◆ **WHAT TO WORK ON**
Below this line is a set of entries; quote exactly the lines from the line that contains "Point to the banner" to the line that contains "Point to the white", both lines included.

◆ **RECORDS FOR THIS EXERCISE**
§
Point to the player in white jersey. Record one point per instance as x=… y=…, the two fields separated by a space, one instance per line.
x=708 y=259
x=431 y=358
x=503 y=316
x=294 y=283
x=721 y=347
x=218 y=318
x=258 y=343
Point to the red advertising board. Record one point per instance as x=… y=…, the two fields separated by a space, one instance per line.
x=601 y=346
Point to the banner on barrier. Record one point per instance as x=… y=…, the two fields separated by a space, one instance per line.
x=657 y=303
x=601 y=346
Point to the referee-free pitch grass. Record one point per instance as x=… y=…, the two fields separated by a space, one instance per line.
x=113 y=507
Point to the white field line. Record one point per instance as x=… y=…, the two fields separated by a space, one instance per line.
§
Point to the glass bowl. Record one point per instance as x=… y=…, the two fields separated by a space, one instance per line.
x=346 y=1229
§
◆ **EXERCISE RESULT**
Point to the banner on barrier. Record one point per instance as x=… y=…, the two fields separated by a space, one instance per line.
x=657 y=303
x=601 y=346
Point to the referee-free pitch grass. Record one point per instance as x=… y=…, the two fields separated by a space, one instance per line.
x=113 y=507
Point to the white field line. Record one point per instance as x=… y=…, the two fields separated by a space, one instance per line.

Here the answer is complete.